> TASK BRIEF:
Restate, in full and unchanged, the entries that follow, but not their pictures.
▼
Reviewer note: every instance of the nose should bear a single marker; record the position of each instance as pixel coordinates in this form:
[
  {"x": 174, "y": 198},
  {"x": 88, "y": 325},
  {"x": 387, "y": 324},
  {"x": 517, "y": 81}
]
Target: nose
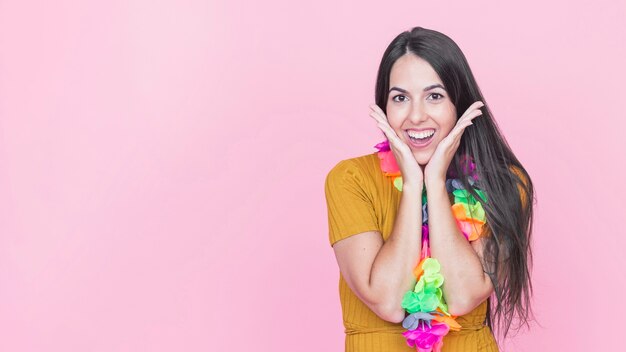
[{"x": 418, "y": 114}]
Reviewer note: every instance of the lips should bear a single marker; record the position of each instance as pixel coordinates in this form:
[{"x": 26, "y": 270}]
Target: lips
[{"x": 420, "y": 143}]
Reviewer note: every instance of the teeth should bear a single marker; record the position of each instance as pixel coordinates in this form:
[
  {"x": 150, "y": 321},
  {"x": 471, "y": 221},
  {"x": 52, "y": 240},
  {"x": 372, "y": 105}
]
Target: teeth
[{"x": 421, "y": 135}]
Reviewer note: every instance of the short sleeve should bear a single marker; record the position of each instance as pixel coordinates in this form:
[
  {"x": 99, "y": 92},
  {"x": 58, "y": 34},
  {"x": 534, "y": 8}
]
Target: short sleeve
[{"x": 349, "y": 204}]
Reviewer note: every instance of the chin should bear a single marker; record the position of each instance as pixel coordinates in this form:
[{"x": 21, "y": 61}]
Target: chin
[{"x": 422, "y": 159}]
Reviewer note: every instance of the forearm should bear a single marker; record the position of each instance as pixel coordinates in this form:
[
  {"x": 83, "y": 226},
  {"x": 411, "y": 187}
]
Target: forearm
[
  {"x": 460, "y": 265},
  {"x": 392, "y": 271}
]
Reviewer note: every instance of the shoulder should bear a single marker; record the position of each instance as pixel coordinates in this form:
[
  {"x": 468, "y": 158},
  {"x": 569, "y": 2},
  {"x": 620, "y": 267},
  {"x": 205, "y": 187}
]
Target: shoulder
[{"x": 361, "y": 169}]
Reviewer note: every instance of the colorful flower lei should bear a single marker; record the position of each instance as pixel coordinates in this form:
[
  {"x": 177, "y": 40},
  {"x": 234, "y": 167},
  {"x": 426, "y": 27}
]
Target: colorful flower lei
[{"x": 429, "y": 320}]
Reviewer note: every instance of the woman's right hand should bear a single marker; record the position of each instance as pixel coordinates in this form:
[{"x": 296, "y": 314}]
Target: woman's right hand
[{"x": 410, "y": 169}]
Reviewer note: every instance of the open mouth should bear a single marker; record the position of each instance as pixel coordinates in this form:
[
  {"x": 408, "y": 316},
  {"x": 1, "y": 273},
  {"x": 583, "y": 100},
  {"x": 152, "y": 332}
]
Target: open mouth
▲
> WRITTEN REPLY:
Reviewer note: every instance of the nose should bear a single marker; record the position of each instance as pixel coordinates in this form:
[
  {"x": 174, "y": 198},
  {"x": 88, "y": 325},
  {"x": 387, "y": 324},
  {"x": 517, "y": 81}
]
Target: nose
[{"x": 418, "y": 114}]
Reviewer note: every instance of the lips should bear a single marker; record the position of each instance as pixel coordinates in this form:
[{"x": 26, "y": 270}]
Target: lips
[{"x": 420, "y": 143}]
Reviewer note: every instance of the teeth should bear a single marker; record the position of each instance as pixel coordinates in this form:
[
  {"x": 150, "y": 321},
  {"x": 471, "y": 221},
  {"x": 52, "y": 240},
  {"x": 372, "y": 105}
]
Target: teeth
[{"x": 421, "y": 135}]
Reviewer note: every instance of the short sleeve should bear a single marker; record the position of each instance as pixel coordinates in this form:
[
  {"x": 99, "y": 92},
  {"x": 58, "y": 34},
  {"x": 534, "y": 8}
]
Target: short sleeve
[{"x": 349, "y": 204}]
Reviewer note: every instance of the chin should bear a single marker; record the position of each instance as pixel coordinates in this form:
[{"x": 21, "y": 61}]
Target: chin
[{"x": 422, "y": 159}]
Reviewer note: every instance of the forearm should bear a single marker; record the position of each instance as pixel coordinates in this form:
[
  {"x": 83, "y": 226},
  {"x": 411, "y": 187}
]
Target: forearm
[
  {"x": 460, "y": 265},
  {"x": 392, "y": 271}
]
Reviewer note: every instance of the shoulder should bear a single marker; record the position of each instance as pixel coordinates in this form:
[
  {"x": 468, "y": 158},
  {"x": 569, "y": 2},
  {"x": 620, "y": 267},
  {"x": 205, "y": 187}
]
Target: shoulder
[{"x": 361, "y": 169}]
Reviewer note: every instance of the colorful flower lei should bear a single marker; record the position of each instance as pixel coordinates in this form:
[
  {"x": 177, "y": 40},
  {"x": 234, "y": 167},
  {"x": 426, "y": 27}
]
Target: colorful flower lei
[{"x": 429, "y": 320}]
Reviewer note: every instance of the woman's right hand should bear a single marker; record the position of each instance as pixel coordinates in this form:
[{"x": 296, "y": 314}]
Target: woman's right hand
[{"x": 410, "y": 169}]
Reviewer note: every instance of the open mouth should bear a single marker; record the position of each instance as pixel coordinates in this form:
[
  {"x": 408, "y": 316},
  {"x": 1, "y": 273},
  {"x": 583, "y": 100},
  {"x": 152, "y": 332}
]
Target: open mouth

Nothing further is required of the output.